**Exercise**.
Copy out exactly the lines from the line containing "Could you please identify the bird's yellow" to the end of the listing.

**Data to process**.
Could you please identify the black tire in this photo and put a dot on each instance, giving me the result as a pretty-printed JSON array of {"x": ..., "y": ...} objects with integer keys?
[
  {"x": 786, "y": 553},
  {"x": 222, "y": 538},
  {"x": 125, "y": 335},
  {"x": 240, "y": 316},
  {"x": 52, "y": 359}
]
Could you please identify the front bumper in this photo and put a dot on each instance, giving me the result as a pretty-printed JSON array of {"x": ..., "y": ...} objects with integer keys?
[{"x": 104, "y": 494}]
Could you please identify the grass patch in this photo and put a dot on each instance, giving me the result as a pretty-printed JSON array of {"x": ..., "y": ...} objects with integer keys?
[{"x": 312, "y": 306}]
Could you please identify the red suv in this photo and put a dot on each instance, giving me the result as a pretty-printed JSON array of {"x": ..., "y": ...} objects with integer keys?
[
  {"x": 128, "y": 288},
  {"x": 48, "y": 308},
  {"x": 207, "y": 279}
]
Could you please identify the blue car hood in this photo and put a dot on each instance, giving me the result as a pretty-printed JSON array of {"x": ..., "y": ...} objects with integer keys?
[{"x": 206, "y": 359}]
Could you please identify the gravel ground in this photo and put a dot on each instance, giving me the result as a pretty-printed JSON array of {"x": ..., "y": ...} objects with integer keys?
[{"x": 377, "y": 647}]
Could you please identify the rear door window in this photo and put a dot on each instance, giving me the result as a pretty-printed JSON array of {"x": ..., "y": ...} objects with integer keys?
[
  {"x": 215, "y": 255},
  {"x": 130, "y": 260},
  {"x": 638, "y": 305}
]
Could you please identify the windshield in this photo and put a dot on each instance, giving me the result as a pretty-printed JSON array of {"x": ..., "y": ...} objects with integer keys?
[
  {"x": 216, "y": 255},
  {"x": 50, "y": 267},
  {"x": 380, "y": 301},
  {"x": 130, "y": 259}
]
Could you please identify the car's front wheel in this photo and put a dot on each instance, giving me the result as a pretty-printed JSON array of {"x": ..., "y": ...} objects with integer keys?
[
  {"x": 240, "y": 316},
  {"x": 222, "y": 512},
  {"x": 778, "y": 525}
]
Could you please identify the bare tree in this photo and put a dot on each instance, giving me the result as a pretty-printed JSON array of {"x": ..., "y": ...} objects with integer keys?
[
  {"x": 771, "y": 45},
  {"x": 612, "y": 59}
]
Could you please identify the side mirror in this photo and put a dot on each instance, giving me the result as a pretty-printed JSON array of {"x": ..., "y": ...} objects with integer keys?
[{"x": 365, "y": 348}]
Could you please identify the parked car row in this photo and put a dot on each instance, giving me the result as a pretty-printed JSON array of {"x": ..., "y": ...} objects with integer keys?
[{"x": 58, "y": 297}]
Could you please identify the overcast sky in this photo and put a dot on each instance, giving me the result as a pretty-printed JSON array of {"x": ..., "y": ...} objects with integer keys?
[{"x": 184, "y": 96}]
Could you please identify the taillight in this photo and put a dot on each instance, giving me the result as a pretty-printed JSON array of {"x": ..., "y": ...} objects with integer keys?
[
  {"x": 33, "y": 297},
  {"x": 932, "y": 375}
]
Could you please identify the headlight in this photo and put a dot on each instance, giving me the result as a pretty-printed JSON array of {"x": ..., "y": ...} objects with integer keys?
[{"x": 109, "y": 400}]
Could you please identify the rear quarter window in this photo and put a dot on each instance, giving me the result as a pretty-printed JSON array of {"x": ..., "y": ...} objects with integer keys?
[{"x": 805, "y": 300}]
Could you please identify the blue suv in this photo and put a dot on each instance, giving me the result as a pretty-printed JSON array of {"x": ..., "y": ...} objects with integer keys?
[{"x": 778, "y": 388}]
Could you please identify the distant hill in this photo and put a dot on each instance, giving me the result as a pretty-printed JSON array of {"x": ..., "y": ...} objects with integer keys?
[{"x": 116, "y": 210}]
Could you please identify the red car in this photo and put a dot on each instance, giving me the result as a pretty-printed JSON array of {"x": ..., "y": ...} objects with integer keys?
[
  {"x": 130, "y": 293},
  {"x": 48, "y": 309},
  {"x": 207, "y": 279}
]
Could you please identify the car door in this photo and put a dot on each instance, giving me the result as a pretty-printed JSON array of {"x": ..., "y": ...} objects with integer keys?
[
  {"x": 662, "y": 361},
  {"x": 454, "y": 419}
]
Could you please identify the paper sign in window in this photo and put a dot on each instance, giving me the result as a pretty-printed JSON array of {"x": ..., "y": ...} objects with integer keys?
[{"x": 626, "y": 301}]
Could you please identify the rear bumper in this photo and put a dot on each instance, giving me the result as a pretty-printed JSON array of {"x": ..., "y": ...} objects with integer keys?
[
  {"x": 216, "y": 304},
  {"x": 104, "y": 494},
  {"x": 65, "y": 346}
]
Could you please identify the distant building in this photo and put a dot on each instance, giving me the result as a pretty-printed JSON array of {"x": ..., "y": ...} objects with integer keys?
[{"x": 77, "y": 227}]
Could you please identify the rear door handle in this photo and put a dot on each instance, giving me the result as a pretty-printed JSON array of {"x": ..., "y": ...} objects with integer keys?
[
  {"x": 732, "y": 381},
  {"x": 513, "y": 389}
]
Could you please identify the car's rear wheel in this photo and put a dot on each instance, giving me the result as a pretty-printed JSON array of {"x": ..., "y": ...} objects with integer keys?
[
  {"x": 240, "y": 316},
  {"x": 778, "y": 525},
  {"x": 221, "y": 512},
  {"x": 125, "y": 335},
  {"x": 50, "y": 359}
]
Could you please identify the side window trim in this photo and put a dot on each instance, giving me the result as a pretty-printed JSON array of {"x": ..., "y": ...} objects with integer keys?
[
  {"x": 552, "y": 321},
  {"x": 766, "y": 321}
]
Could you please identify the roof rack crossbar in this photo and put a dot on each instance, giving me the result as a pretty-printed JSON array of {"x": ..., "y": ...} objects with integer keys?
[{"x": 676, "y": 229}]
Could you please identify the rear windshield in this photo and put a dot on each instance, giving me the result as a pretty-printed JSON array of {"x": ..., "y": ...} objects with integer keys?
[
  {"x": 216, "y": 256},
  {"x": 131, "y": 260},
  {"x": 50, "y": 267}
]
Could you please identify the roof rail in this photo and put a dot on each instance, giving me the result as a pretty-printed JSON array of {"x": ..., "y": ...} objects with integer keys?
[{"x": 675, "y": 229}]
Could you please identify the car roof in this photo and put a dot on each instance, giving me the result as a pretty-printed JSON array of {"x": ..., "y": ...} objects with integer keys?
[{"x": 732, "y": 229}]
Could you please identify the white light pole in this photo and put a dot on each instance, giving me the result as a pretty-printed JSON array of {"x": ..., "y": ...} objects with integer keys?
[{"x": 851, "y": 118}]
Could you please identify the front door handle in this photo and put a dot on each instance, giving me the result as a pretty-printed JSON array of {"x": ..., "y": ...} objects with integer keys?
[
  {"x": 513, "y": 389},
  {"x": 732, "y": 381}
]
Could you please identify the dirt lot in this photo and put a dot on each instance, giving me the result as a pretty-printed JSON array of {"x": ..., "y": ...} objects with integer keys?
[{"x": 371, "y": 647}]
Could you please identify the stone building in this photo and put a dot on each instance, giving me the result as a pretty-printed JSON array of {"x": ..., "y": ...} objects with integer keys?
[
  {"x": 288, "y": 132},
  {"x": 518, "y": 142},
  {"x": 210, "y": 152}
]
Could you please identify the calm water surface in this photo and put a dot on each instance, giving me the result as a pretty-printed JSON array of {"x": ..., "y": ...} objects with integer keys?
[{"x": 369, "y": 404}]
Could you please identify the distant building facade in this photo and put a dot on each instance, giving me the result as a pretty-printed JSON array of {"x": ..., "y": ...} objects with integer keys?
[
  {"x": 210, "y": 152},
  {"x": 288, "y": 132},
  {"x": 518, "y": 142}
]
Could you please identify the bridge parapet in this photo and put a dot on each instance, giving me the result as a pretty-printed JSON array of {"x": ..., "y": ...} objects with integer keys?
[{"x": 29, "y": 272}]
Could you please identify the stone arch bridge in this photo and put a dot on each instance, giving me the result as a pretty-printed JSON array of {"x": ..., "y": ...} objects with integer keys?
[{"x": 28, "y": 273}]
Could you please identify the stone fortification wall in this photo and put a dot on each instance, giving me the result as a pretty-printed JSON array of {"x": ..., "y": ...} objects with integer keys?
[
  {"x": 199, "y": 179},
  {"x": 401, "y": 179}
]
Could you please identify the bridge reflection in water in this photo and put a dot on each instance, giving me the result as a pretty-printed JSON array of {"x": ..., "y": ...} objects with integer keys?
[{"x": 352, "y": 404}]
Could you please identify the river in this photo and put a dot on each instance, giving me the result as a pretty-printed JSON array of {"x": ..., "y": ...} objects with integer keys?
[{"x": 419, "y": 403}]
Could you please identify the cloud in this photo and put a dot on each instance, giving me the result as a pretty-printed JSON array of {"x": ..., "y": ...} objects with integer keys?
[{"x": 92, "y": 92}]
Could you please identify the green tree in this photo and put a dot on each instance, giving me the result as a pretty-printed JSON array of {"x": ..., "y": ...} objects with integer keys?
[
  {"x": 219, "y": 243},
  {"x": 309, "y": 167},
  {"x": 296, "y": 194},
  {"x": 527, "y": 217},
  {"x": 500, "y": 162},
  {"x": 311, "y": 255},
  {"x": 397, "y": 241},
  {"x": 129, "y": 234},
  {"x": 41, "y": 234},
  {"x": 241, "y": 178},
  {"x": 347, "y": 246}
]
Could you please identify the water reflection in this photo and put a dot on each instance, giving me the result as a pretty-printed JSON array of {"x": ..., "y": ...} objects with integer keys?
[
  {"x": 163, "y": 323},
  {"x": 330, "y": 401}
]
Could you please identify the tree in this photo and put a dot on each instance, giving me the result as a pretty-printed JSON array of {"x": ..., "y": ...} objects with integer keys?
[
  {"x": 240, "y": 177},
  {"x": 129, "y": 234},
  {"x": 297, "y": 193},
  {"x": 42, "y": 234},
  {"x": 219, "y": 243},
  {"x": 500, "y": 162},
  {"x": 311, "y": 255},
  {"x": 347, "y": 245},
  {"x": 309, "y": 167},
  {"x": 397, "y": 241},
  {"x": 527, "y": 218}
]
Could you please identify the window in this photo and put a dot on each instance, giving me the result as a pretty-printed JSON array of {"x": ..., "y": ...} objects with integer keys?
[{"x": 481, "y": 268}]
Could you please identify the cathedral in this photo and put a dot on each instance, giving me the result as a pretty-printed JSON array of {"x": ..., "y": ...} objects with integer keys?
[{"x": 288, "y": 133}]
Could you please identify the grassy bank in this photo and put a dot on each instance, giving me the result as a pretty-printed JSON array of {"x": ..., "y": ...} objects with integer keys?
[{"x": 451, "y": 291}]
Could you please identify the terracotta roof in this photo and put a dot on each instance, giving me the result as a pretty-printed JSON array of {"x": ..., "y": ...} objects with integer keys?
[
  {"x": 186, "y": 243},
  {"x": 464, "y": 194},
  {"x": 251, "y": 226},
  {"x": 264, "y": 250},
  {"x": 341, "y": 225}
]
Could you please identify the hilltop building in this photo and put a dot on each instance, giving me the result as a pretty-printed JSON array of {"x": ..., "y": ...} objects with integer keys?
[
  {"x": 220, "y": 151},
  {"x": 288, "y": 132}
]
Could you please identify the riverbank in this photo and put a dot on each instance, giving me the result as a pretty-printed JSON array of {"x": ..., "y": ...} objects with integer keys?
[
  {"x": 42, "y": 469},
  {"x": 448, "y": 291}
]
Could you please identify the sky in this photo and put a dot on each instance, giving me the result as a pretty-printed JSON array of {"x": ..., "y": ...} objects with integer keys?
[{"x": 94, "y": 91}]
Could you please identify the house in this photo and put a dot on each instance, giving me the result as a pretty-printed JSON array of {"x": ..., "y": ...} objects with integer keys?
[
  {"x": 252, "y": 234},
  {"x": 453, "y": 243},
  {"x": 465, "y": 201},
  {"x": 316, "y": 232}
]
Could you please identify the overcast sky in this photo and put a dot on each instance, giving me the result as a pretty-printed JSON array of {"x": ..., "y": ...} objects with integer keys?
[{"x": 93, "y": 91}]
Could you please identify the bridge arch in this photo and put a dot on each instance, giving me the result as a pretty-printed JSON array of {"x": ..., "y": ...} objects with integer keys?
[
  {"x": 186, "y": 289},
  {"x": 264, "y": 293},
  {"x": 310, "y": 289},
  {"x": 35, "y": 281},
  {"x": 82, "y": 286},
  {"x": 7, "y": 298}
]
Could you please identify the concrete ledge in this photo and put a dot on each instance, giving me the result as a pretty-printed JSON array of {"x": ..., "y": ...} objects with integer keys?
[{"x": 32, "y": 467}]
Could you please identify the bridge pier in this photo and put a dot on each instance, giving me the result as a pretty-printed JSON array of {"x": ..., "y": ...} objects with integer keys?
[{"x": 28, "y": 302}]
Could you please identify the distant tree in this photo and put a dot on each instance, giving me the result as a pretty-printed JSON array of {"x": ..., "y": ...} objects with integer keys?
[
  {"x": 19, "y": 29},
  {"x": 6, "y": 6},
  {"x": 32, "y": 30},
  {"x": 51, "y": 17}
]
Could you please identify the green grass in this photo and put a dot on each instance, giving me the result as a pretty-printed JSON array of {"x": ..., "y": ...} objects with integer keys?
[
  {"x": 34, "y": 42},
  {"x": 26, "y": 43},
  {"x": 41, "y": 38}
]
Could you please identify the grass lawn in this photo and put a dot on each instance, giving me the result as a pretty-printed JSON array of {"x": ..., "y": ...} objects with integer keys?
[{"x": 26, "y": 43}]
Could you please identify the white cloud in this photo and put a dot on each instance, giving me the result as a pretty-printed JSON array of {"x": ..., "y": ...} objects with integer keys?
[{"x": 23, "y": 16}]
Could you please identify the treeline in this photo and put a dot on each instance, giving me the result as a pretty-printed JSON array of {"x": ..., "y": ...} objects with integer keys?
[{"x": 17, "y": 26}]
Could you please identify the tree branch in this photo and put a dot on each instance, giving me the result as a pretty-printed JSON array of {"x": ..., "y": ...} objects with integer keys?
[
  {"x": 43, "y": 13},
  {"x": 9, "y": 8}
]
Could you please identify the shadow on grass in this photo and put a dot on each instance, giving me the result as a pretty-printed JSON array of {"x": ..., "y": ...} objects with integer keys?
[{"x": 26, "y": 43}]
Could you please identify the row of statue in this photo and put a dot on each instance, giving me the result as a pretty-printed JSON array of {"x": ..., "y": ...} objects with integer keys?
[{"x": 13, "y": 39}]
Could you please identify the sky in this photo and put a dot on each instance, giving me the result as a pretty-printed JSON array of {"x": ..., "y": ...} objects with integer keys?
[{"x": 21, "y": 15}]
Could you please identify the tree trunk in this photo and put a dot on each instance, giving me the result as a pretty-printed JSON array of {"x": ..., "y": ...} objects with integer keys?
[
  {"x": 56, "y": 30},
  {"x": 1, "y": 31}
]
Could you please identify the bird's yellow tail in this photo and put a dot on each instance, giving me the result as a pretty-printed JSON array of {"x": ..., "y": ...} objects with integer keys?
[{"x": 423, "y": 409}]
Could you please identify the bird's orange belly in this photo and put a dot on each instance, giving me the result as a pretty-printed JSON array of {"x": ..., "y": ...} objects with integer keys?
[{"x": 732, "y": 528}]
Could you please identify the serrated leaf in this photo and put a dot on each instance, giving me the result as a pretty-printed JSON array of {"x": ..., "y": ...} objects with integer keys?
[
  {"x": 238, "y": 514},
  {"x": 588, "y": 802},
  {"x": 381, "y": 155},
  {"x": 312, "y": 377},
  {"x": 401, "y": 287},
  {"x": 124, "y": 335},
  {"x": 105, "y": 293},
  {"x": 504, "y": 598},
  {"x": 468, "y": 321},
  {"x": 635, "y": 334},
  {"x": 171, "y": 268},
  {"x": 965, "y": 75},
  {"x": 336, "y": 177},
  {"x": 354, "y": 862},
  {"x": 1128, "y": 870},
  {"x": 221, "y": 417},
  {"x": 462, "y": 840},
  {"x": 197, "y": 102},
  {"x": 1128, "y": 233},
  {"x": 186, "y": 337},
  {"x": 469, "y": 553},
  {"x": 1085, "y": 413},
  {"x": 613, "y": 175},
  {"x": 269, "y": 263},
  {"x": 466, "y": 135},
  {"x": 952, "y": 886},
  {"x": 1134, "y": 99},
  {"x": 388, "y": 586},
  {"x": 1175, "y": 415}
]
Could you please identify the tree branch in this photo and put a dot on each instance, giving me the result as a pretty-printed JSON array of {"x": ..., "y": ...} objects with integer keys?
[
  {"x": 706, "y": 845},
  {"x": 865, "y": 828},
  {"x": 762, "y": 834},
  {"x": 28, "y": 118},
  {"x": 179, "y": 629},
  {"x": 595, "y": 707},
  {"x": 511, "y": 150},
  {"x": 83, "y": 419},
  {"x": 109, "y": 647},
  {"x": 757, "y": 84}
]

**Final result**.
Could you please identify the bird's yellow tail in this photo and put a dot on each instance, giving me the result as a pretty-printed JSON array of {"x": ..., "y": ...} objects with integer keys?
[{"x": 423, "y": 409}]
Could you please identify the bird's orange belly in this photo and put a dot on each instance, giving me the result as a pretty-printed JSON array of {"x": ..., "y": ...} objects with integer keys?
[{"x": 732, "y": 528}]
Could you please identify the serrated leaf in this photo and put a dot on each instance, giving me the result as a pretty-printed JSON array of {"x": ..., "y": ...} objects with integer keys?
[
  {"x": 238, "y": 514},
  {"x": 588, "y": 802},
  {"x": 381, "y": 155},
  {"x": 312, "y": 377},
  {"x": 401, "y": 287},
  {"x": 124, "y": 335},
  {"x": 105, "y": 293},
  {"x": 504, "y": 598},
  {"x": 468, "y": 321},
  {"x": 635, "y": 334},
  {"x": 171, "y": 268},
  {"x": 965, "y": 75},
  {"x": 336, "y": 177},
  {"x": 354, "y": 862},
  {"x": 1128, "y": 870},
  {"x": 221, "y": 417},
  {"x": 462, "y": 840},
  {"x": 197, "y": 102},
  {"x": 1128, "y": 233},
  {"x": 186, "y": 337},
  {"x": 469, "y": 553},
  {"x": 1085, "y": 413},
  {"x": 613, "y": 175},
  {"x": 269, "y": 263},
  {"x": 466, "y": 135},
  {"x": 952, "y": 886},
  {"x": 1134, "y": 99},
  {"x": 388, "y": 586},
  {"x": 1175, "y": 415}
]
Could you please identify the tree branch in this photo and put a dot on each instance, giving me the result as a pretty-printed JSON array of {"x": ..., "y": ...} objects with integer keys?
[
  {"x": 706, "y": 845},
  {"x": 865, "y": 828},
  {"x": 762, "y": 834},
  {"x": 28, "y": 118},
  {"x": 179, "y": 629},
  {"x": 595, "y": 707},
  {"x": 511, "y": 150},
  {"x": 83, "y": 419},
  {"x": 109, "y": 647},
  {"x": 757, "y": 84}
]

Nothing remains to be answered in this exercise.